··· Testo del documento ···

Discorso sul metodo, Meditazioni e Regole per la direzione dell'intelligenza.

Cercare un metodo valido, razionale, che ponga un fondamento assoluto a un sapere unitario: idee chiare e distinte (princìpi di per sé evidenti, cioè regole certe e facili). Procedimento intuitivo-deduttivo: solo l'intelletto è capace di scienza, non tanto l'esperienza o l'esperimento. La metodologia deve precedere la conoscenza dell'oggetto. Quindi lo spirito (mens) deve rivolgersi anzitutto verso se stessi: il metodo è la prima condizione per conoscere la verità. La mente o anima (res cogitans) va nettamente distinta dai sensi del corpo o materia (res extensa), anche se esiste un'influenza reciproca.

Quattro regole generali (per giungere alla verità delle cose)

1) Non accogliere mai alcuna cosa per vera, senza conoscerla con evidenza come tale (criterio della resistenza al dubbio): evita la precipitazione e la prevenzione; non includere nei tuoi giudizi se non ciò che si presenta alla tua mente con tale chiarezza e distinzione da non avere motivo alcuno di metterlo in dubbio.

2) Dividi ogni problema da esaminare in tante singole parti per meglio risolverlo (Analisi).

3) Conduci con ordine i tuoi pensieri cominciando dagli oggetti più semplici e più facili, per salire, per gradi, fino alla conoscenza dei più complessi e supponendo un ordine anche tra quegli oggetti che non hanno alcun rapporto di dipendenza naturale (Sintesi).

4) Fare sempre enumerazioni (controllando l'analisi) così complete e rassegne così generali, da essere sicuro di non aver omesso nulla, e poi fare revisioni generali (verificando la sintesi).

Intuizione e deduzione

Le principali discipline che offrono una conoscenza scientifica (certa ed evidente) sono l'aritmetica e la geometria, perché hanno a che fare con un oggetto così "puro e semplice" che non possono essere rese incerte dall'esperienza (la fisica, concepita in maniera deduttiva, non è che una conseguenza scientifica della matematica: p.es. la mia penna scrive non perché scopro che ha l'inchiostro ma perché è composta di due punti che formano un segmento, che tengo in verticale).

··· Sezione dati ···

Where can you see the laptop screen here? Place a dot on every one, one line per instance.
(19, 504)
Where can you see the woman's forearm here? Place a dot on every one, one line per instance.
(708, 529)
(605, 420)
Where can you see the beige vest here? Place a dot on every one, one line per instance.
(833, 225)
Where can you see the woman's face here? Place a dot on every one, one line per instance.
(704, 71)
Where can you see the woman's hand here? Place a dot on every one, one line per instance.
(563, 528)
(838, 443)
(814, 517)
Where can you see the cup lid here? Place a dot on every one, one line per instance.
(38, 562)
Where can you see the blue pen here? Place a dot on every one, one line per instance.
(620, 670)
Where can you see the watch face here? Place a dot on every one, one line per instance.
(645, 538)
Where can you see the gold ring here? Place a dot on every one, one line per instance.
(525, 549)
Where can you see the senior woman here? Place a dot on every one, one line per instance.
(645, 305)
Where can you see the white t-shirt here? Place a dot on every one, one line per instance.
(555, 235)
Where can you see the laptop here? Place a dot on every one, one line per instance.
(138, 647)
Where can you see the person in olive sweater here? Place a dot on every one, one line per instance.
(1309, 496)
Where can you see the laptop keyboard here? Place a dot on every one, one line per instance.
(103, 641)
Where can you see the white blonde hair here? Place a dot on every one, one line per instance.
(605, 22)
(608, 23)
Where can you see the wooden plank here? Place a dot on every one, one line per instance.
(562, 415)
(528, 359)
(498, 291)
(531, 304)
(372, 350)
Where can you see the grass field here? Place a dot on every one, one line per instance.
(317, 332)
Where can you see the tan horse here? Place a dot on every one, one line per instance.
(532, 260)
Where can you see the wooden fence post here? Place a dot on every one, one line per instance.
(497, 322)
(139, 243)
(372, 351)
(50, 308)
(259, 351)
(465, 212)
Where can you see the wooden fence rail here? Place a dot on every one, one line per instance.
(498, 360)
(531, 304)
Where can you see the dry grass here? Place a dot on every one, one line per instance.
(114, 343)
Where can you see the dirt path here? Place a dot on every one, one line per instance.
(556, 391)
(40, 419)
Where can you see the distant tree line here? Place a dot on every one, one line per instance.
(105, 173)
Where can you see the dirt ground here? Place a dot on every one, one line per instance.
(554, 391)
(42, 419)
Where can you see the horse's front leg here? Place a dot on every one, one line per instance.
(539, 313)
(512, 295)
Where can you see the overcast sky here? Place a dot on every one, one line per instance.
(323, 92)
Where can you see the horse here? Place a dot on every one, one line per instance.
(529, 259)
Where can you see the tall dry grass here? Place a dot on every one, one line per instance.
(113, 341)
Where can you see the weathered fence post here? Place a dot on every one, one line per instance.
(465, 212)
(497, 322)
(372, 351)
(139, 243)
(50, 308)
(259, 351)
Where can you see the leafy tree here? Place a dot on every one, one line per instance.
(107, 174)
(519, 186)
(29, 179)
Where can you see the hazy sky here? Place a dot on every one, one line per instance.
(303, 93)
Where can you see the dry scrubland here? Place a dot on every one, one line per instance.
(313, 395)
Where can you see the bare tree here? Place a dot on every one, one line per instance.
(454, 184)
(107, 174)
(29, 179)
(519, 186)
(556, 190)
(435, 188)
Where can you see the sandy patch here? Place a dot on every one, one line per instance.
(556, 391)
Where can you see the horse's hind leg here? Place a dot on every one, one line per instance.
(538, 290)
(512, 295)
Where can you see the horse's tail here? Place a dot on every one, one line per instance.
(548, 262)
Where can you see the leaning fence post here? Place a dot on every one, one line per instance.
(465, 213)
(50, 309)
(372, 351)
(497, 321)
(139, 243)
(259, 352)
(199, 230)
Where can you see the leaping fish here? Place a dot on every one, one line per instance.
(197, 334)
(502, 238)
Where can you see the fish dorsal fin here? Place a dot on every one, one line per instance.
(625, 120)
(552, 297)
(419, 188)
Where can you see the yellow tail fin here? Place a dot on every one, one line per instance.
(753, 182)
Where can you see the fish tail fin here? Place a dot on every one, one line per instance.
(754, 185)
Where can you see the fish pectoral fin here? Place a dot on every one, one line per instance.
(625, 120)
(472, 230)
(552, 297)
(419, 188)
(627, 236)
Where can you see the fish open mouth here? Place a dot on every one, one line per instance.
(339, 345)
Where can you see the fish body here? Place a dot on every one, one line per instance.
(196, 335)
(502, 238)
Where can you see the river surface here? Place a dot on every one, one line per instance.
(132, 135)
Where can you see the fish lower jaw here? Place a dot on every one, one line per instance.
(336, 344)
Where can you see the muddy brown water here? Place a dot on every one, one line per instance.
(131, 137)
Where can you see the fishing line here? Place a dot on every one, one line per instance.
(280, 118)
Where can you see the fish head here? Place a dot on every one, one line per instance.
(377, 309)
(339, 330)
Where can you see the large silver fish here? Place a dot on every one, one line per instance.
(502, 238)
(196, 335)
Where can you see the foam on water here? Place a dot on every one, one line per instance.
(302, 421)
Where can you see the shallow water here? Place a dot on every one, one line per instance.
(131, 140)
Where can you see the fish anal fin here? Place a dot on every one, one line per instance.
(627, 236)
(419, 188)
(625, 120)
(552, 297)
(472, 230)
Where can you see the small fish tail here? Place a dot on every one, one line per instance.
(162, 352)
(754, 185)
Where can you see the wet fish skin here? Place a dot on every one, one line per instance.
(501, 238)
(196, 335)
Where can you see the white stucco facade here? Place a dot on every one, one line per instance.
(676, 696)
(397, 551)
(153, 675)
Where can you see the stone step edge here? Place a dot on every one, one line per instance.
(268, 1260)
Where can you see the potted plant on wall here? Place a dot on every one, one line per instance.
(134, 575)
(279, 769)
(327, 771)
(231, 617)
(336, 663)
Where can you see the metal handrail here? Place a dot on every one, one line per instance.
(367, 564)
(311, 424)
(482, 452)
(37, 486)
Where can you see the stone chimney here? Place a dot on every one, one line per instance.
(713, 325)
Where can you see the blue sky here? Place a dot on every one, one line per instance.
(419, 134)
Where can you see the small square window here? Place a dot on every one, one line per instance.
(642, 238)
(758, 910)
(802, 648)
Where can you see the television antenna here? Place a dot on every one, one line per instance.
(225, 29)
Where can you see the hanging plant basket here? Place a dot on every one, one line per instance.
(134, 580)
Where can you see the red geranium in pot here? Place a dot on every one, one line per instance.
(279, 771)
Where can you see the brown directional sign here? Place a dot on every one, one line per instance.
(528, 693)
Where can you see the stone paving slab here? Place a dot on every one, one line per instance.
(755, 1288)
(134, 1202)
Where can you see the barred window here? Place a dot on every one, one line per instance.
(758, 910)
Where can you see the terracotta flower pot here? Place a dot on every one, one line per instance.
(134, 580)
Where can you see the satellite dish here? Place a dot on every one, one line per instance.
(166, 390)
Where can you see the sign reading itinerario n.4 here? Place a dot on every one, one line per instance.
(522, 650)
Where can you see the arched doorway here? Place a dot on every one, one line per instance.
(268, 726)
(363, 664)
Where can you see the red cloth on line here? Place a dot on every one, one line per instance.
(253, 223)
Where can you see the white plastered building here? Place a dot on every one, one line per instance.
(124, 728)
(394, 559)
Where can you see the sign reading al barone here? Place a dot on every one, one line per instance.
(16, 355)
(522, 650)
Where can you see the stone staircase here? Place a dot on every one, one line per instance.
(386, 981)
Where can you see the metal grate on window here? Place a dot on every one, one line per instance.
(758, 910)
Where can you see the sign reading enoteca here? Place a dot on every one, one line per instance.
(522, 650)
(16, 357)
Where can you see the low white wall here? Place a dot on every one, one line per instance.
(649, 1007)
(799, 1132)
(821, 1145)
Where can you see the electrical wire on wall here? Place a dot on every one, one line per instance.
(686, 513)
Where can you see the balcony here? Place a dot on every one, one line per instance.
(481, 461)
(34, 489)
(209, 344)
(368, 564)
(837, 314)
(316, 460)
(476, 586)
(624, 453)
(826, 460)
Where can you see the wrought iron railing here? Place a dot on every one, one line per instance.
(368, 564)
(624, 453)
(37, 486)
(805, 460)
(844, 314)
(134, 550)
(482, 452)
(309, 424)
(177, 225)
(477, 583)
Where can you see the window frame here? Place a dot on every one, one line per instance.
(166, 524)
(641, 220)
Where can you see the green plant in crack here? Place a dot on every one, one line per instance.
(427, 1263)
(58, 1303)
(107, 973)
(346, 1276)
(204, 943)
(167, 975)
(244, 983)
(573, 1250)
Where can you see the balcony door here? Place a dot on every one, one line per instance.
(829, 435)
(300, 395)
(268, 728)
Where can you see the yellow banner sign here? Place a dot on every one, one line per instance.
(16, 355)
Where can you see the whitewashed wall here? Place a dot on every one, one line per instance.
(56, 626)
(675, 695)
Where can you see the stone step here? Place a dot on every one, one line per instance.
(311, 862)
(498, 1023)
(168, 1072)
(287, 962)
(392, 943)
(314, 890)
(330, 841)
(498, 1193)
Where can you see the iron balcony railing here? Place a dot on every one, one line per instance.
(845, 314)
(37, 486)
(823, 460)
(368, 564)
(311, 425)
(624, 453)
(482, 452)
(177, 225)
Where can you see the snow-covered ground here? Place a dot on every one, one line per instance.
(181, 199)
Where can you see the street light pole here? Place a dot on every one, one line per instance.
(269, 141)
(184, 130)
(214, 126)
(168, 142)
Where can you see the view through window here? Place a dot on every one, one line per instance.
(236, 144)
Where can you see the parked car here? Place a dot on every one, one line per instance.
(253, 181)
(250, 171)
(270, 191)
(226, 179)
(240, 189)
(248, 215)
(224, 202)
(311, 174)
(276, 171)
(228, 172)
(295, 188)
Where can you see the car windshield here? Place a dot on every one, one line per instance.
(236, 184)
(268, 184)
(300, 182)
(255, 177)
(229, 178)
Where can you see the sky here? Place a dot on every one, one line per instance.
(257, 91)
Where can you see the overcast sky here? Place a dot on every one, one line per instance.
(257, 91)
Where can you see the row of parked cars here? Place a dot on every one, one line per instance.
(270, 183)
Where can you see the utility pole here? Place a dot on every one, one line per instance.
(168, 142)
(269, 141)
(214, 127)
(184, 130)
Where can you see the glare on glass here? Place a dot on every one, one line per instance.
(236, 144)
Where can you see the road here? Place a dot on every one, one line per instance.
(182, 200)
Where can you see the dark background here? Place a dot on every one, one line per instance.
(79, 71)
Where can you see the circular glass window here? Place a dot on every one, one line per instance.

···

### Compito scritto
Riporti parola per parola il passo del testo sul metodo che va da "1) Non accogliere" fino a "(verificando la sintesi)." compreso.

### La risposta
1) Non accogliere mai alcuna cosa per vera, senza conoscerla con evidenza come tale (criterio della resistenza al dubbio): evita la precipitazione e la prevenzione; non includere nei tuoi giudizi se non ciò che si presenta alla tua mente con tale chiarezza e distinzione da non avere motivo alcuno di metterlo in dubbio.

2) Dividi ogni problema da esaminare in tante singole parti per meglio risolverlo (Analisi).

3) Conduci con ordine i tuoi pensieri cominciando dagli oggetti più semplici e più facili, per salire, per gradi, fino alla conoscenza dei più complessi e supponendo un ordine anche tra quegli oggetti che non hanno alcun rapporto di dipendenza naturale (Sintesi).

4) Fare sempre enumerazioni (controllando l'analisi) così complete e rassegne così generali, da essere sicuro di non aver omesso nulla, e poi fare revisioni generali (verificando la sintesi).